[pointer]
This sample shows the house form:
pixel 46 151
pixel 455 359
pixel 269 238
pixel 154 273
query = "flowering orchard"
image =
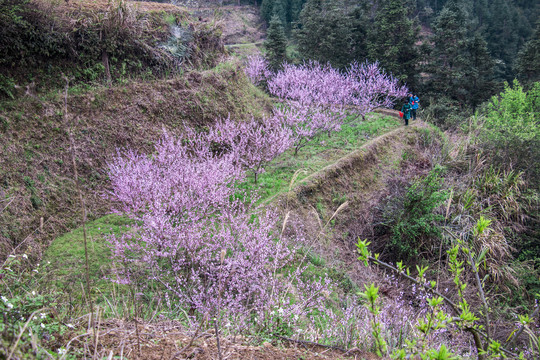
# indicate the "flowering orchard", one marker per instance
pixel 317 96
pixel 214 254
pixel 254 143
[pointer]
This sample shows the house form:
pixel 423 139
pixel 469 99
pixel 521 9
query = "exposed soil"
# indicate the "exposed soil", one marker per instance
pixel 168 340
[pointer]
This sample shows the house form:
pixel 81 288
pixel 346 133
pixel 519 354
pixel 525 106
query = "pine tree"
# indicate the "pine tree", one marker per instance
pixel 448 59
pixel 528 60
pixel 392 41
pixel 276 43
pixel 460 66
pixel 331 31
pixel 479 74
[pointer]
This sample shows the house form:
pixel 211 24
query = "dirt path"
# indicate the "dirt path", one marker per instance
pixel 338 204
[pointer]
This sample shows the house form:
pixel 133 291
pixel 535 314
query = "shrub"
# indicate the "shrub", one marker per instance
pixel 415 223
pixel 511 131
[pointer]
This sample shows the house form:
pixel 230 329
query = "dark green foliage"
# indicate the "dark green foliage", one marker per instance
pixel 511 131
pixel 392 41
pixel 276 43
pixel 448 61
pixel 331 31
pixel 505 31
pixel 479 73
pixel 459 65
pixel 528 60
pixel 40 43
pixel 22 40
pixel 414 224
pixel 288 11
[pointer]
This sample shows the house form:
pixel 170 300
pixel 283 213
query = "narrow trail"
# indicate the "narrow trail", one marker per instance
pixel 338 203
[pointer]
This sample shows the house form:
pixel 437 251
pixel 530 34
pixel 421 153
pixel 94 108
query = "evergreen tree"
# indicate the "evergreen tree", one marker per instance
pixel 448 61
pixel 331 31
pixel 460 66
pixel 479 83
pixel 502 37
pixel 528 60
pixel 392 41
pixel 267 10
pixel 276 43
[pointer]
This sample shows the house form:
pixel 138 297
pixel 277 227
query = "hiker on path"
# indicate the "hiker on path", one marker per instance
pixel 406 110
pixel 415 104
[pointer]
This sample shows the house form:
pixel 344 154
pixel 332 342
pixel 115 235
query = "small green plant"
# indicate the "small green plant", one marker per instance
pixel 463 317
pixel 415 224
pixel 371 295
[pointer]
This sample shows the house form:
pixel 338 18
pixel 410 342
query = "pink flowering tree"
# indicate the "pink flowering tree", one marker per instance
pixel 257 69
pixel 255 143
pixel 317 96
pixel 370 87
pixel 308 122
pixel 202 246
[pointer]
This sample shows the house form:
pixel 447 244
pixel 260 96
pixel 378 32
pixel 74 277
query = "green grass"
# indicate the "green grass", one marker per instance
pixel 67 257
pixel 318 154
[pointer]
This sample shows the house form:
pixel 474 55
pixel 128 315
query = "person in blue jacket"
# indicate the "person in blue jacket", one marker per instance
pixel 415 104
pixel 406 110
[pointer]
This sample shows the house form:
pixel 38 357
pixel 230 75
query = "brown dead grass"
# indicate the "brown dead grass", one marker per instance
pixel 102 121
pixel 169 340
pixel 361 178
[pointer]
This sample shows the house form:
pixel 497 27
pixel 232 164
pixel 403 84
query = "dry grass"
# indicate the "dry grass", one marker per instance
pixel 37 179
pixel 170 340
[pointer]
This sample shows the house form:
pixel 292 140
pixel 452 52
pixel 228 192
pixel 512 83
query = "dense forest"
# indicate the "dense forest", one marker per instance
pixel 459 52
pixel 270 179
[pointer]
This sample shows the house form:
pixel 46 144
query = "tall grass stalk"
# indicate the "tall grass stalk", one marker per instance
pixel 81 202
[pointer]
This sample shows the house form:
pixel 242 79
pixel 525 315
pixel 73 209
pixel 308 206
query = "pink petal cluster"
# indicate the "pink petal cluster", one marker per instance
pixel 192 237
pixel 315 96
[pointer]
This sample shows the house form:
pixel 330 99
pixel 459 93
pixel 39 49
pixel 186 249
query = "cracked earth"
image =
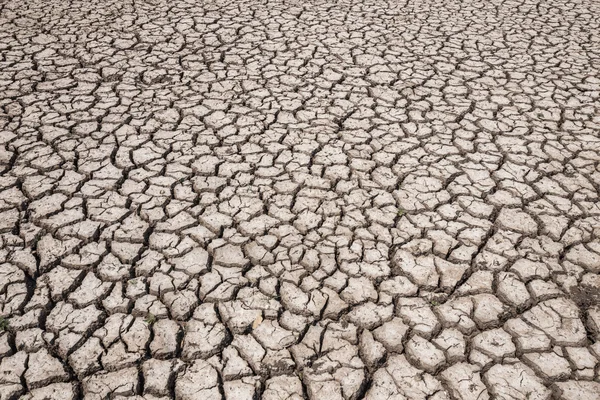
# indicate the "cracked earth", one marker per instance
pixel 300 200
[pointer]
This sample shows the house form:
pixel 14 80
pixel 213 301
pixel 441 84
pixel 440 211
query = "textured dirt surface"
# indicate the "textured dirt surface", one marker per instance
pixel 289 200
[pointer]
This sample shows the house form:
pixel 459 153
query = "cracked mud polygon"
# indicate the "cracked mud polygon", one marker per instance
pixel 294 200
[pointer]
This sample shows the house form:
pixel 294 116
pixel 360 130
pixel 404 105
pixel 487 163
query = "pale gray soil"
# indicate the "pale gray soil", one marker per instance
pixel 300 200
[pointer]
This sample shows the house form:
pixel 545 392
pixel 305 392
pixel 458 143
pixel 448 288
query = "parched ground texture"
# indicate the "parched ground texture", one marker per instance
pixel 300 199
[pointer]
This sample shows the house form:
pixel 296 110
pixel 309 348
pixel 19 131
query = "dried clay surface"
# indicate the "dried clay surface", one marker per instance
pixel 291 200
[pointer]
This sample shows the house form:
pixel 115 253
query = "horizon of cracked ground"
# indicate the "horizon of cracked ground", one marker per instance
pixel 292 199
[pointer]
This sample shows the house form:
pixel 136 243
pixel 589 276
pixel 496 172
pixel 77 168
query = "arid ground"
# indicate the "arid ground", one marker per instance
pixel 286 200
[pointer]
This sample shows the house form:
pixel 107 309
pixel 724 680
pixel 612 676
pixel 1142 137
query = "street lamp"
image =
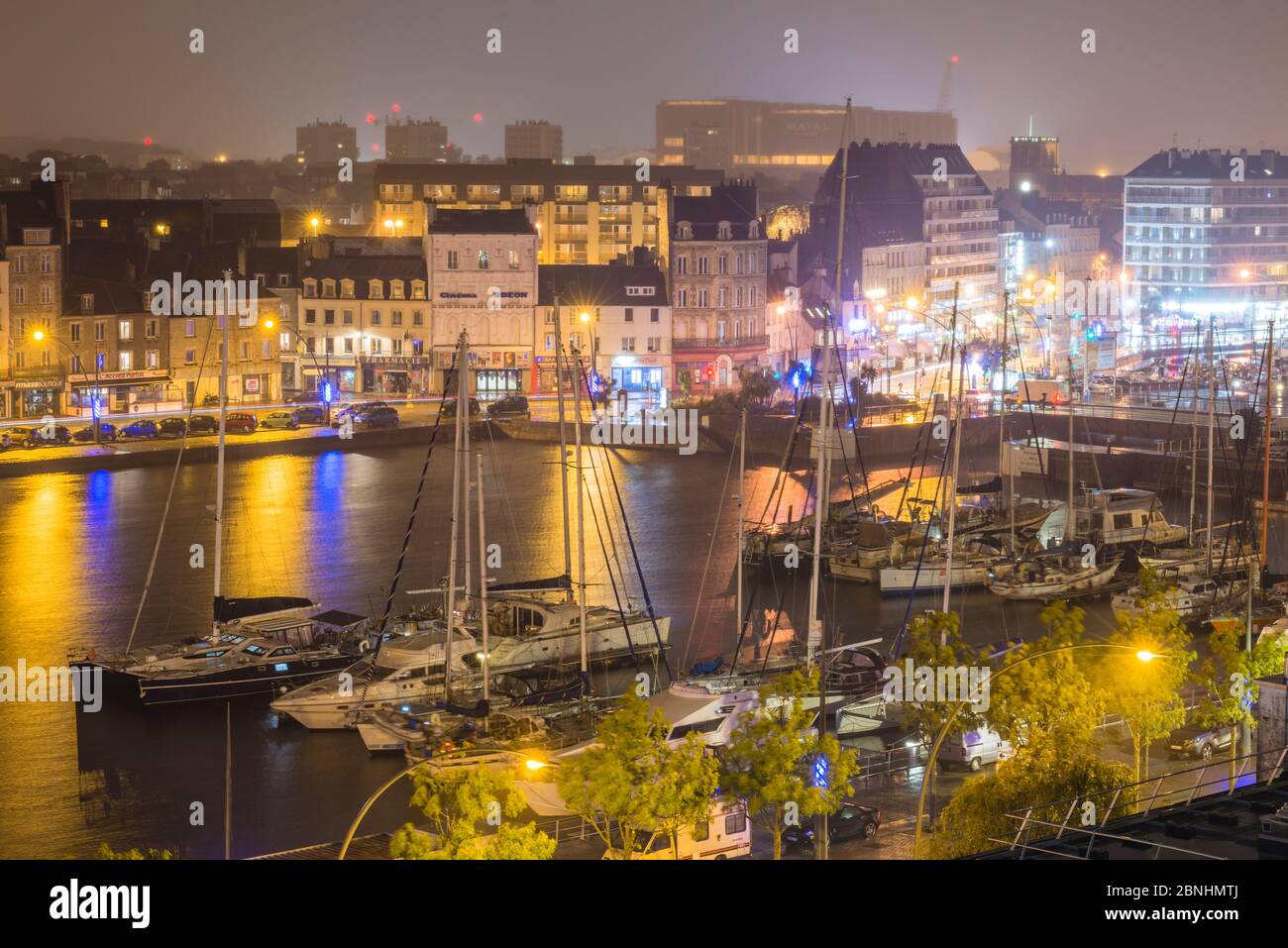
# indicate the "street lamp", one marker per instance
pixel 39 335
pixel 1144 656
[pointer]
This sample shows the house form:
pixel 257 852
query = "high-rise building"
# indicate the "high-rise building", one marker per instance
pixel 778 138
pixel 325 143
pixel 410 140
pixel 587 213
pixel 533 140
pixel 1209 228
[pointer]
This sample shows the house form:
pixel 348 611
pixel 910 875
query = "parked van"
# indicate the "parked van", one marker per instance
pixel 974 749
pixel 726 833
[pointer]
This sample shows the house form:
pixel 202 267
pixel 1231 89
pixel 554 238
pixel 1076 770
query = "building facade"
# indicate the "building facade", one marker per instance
pixel 719 286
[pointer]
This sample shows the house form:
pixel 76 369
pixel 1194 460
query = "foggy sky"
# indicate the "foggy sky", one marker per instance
pixel 1203 71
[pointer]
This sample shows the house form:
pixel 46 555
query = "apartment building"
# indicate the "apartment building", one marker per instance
pixel 587 213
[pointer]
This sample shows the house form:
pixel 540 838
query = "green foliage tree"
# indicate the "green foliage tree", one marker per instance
pixel 632 781
pixel 1043 779
pixel 771 762
pixel 1047 699
pixel 459 802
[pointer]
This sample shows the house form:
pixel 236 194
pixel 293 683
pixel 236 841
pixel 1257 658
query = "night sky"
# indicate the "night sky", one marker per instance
pixel 1211 73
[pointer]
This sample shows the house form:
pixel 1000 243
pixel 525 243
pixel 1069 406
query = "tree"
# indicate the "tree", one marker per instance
pixel 774 755
pixel 1046 699
pixel 635 782
pixel 1146 693
pixel 458 801
pixel 1042 779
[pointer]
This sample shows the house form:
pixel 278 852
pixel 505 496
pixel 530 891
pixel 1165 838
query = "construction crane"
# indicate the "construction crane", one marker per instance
pixel 945 84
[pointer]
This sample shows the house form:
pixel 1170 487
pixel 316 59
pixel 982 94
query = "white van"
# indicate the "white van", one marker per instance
pixel 974 749
pixel 725 835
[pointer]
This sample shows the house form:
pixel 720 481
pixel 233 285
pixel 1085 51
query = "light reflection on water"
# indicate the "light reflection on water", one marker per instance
pixel 73 554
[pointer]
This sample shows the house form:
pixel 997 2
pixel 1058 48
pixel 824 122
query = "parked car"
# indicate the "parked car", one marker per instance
pixel 106 432
pixel 507 407
pixel 279 419
pixel 310 415
pixel 449 410
pixel 1198 742
pixel 851 822
pixel 380 416
pixel 240 423
pixel 142 428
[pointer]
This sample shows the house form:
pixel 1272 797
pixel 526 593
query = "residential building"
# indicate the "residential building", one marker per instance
pixel 34 247
pixel 325 143
pixel 482 268
pixel 743 137
pixel 618 318
pixel 533 140
pixel 1197 220
pixel 719 285
pixel 587 213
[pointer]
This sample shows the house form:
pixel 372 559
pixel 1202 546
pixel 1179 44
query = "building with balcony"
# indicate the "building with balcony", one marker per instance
pixel 782 140
pixel 1197 220
pixel 482 268
pixel 585 213
pixel 533 140
pixel 618 318
pixel 719 286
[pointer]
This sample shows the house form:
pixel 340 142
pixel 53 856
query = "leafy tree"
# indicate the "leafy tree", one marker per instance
pixel 636 782
pixel 774 754
pixel 1146 694
pixel 106 852
pixel 1046 699
pixel 1043 779
pixel 458 801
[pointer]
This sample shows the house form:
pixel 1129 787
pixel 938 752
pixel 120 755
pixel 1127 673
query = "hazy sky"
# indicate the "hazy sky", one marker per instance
pixel 1211 72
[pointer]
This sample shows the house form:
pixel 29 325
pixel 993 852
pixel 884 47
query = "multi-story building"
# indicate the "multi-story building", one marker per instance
pixel 410 140
pixel 364 321
pixel 782 140
pixel 617 317
pixel 482 269
pixel 533 140
pixel 719 285
pixel 585 213
pixel 912 213
pixel 325 143
pixel 1209 230
pixel 33 244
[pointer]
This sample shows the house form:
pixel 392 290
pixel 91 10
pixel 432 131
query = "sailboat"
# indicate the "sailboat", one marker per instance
pixel 257 646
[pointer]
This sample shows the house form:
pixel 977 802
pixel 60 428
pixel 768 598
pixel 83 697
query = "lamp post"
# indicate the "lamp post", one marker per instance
pixel 1145 656
pixel 39 337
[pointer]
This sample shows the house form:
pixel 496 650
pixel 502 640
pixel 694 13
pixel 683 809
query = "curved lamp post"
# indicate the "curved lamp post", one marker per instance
pixel 1142 655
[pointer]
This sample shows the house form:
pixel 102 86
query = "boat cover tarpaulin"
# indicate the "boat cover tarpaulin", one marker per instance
pixel 248 607
pixel 562 581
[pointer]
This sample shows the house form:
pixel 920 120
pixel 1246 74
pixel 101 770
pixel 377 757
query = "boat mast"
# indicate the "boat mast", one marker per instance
pixel 563 438
pixel 223 311
pixel 450 597
pixel 1211 437
pixel 581 527
pixel 951 493
pixel 483 616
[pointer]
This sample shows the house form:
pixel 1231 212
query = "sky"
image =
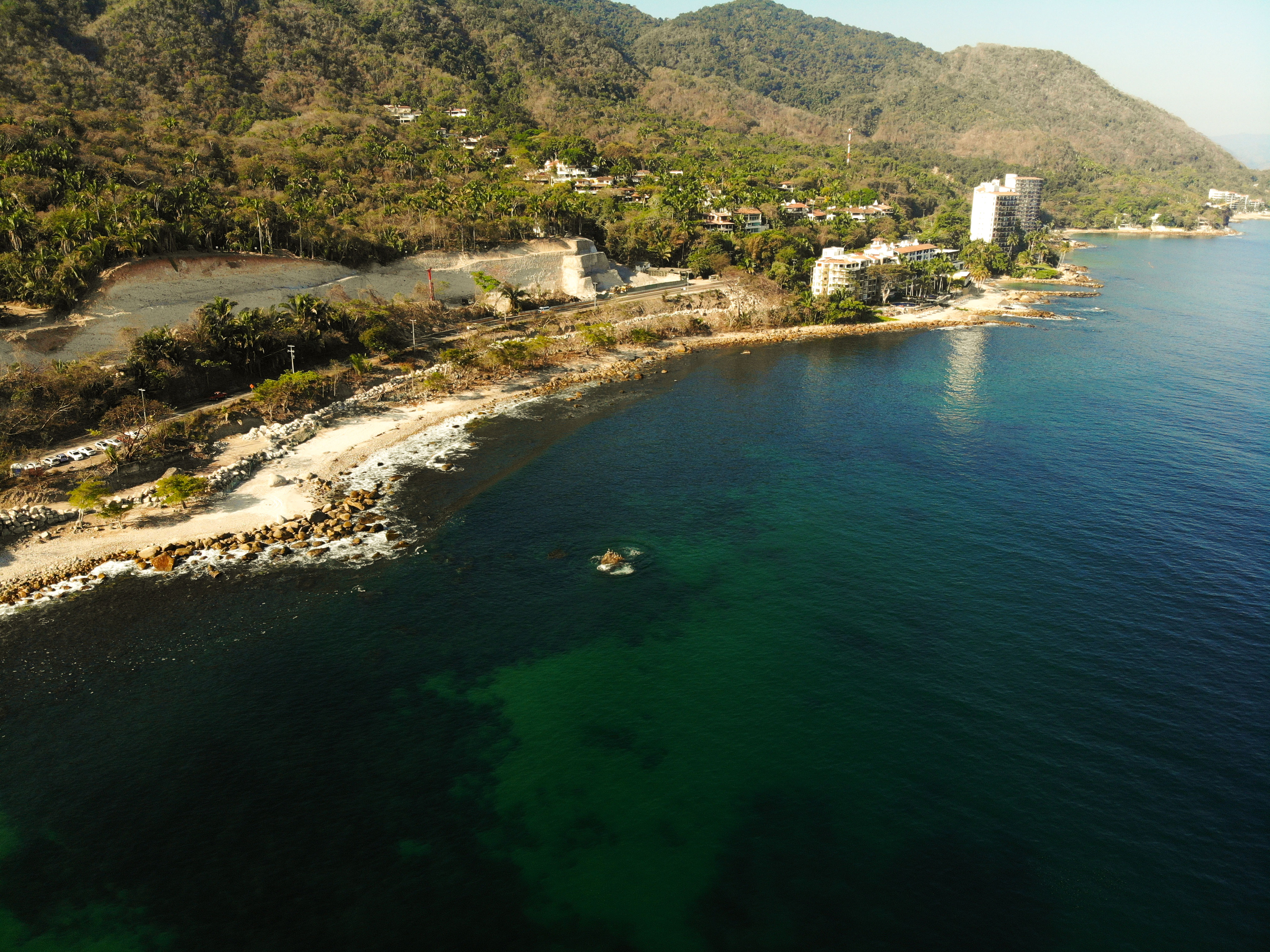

---

Exercise goal => With the first line being the one containing "pixel 437 251" and the last line the one containing "pixel 410 342", transcribe exactly the lines above that fall in that range.

Response box =>
pixel 437 251
pixel 530 34
pixel 421 153
pixel 94 108
query = "evergreen tree"
# indicate the "evergreen tree", one marker per instance
pixel 448 61
pixel 331 31
pixel 460 66
pixel 479 83
pixel 502 37
pixel 528 60
pixel 392 41
pixel 267 10
pixel 276 43
[pointer]
This sample shows the house form:
pixel 138 297
pixel 277 227
query = "hiker on path"
# indicate the "hiker on path", one marker per instance
pixel 406 110
pixel 415 104
[pointer]
This sample shows the house form:
pixel 344 154
pixel 332 342
pixel 115 235
query = "small green plant"
# indicate the "small green plant", one marker per instance
pixel 463 317
pixel 415 224
pixel 371 295
[pointer]
This sample shows the house form:
pixel 338 18
pixel 410 342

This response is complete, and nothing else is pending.